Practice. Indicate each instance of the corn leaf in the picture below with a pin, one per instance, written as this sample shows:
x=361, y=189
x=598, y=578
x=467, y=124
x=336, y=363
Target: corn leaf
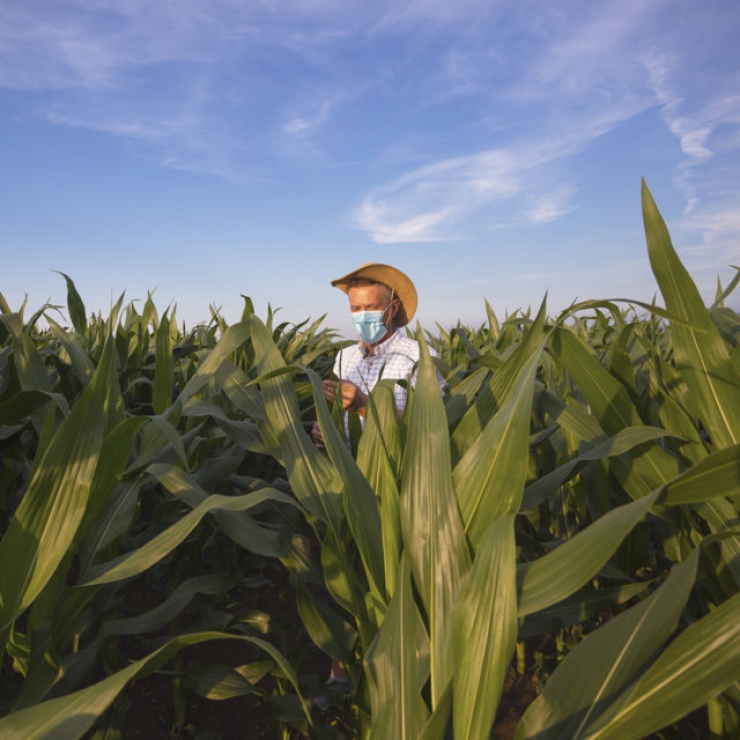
x=485, y=631
x=397, y=666
x=697, y=666
x=700, y=353
x=432, y=530
x=594, y=673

========================================================================

Copy out the rows with every "corn leaf" swapped for "maize leaf" and all else left as it is. Leave the pictures out of your copy.

Practice. Indicate each instance of the maize leaf in the picture below with a pin, one per instance, written as this sample shows:
x=361, y=189
x=598, y=578
x=467, y=124
x=336, y=363
Target: maize leaf
x=485, y=631
x=397, y=666
x=697, y=666
x=700, y=353
x=432, y=530
x=594, y=673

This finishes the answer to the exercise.